*INSTRUCTIONS:*
A – According to the reproducibility index page, at which venue and in which year did the UI-Genie paper appear?
B – On the reproducibility index page, rewrite the paragraph beginning "Notice: The reproducibility variables" as a short bulleted list that keeps its main facts.
C – Continue the UI-Genie reproducibility index page from its final table row.

*SOURCE EXTRACT:*
━━━

Reproducibility Index

Notice: The reproducibility variables underlying each score are classified using an automated LLM-based pipeline, validated against a manually labeled dataset. LLM-based classification introduces uncertainty and potential bias; scores should be interpreted as estimates. Full accuracy metrics and methodology are described in Coakley et alK. L. Coakley, T. Snelleman, H. Hoos, and O. E. Gundersen, "The embrace of open science: An analysis of a decade of AI research and 56 800 conference papers," Under Review, 2026..

UI-Genie: A Self-Improving Approach for Iteratively Boosting MLLM-based Mobile GUI Agents

Authors: Han Xiao, Guozhi Wang, Yuxiang Chai, Zimu Lu, Weifeng Lin, Hao He, Lue Fan, Liuyang Bian, Rui Hu, Liang Liu, Shuai Ren, yafei wen, xiaoxin chen, Aojun Zhou, Hongsheng Li

NeurIPS 2025 | Venue PDF | LLM Run Details

Reproducibility Variable	Result	LLM Response
Research Type	Experimental	Experimental results show that UI-Genie achieves state-of-the-art performance across multiple GUI agent benchmarks with three generations of data-model self-improvement.

━━━

Records from a data collection
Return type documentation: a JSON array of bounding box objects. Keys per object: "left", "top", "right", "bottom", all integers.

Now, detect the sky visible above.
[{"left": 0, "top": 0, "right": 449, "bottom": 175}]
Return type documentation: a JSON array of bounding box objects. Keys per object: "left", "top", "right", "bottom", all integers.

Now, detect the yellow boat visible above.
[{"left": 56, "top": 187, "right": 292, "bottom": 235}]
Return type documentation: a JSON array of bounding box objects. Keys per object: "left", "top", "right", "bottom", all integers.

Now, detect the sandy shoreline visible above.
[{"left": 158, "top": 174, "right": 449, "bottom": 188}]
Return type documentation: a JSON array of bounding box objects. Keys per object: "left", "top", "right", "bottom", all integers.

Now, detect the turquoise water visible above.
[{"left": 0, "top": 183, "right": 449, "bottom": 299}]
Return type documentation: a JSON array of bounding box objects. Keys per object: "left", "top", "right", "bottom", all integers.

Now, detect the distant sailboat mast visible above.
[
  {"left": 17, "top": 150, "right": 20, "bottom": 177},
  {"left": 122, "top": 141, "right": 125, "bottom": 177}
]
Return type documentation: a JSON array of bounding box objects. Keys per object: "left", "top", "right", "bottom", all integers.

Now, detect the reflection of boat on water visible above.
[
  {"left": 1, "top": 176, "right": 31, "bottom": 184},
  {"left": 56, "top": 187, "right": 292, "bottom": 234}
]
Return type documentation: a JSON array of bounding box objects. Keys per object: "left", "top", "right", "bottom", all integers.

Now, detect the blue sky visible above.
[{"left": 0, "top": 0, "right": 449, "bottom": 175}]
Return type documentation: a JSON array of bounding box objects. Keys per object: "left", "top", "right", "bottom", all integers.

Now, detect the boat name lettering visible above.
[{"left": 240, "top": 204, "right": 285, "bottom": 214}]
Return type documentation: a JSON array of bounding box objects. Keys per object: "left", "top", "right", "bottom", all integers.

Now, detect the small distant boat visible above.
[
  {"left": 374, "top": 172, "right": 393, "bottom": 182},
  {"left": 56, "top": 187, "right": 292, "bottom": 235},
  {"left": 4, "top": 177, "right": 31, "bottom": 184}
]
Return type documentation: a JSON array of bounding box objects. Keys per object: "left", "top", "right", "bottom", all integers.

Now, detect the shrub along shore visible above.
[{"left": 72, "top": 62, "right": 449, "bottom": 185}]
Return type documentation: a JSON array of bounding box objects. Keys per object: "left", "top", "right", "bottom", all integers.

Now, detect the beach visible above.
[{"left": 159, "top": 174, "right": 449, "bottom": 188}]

━━━

*EXERCISE ANSWERS:*
A – NeurIPS 2025.

B –
- An automated LLM-based pipeline classifies the reproducibility variables behind each score.
- The pipeline was validated against a manually labeled dataset.
- LLM-based classification adds uncertainty and possible bias, so the scores are estimates.
- Coakley et al., "The embrace of open science: An analysis of a decade of AI research and 56 800 conference papers" (under review, 2026), gives the full accuracy metrics and methodology.

C –
Researcher Affiliation	Collaboration	Han Xiao1,2 , Guozhi Wang2, Yuxiang Chai1,2 , Zimu Lu1, Weifeng Lin1,2 , Hao He1, Lue Fan1, Liuyang Bian2, Rui Hu2, Liang Liu2, Shuai Ren2 B, Yafei Wen2, Xiaoxin Chen2, Aojun Zhou1 B, Hongsheng Li1,3,4 B 1CUHK MMLab 2vivo AI Lab 3Shanghai AI Laboratory 4Ace Robotics
Pseudocode	No	The paper describes the methods and processes through textual descriptions and diagrams (e.g., Figure 2, Figure 3) but does not include any explicitly labeled 'Pseudocode' or 'Algorithm' blocks with structured steps.
Open Source Code	Yes	We open-source our complete framework implementation and generated datasets to facilitate further research in https://github.com/Euphoria16/UI-Genie.
Open Datasets	Yes	We create and open-source two novel datasets (UI-Genie-RM-517k and UI-Genie-Agent-16k) along with our complete framework implementation, establishing the first reward-specific dataset for GUI agents and demonstrating synthetic trajectory generation without manual annotation. We open-source our complete framework implementation and generated datasets to facilitate further research in https://github.com/Euphoria16/UI-Genie.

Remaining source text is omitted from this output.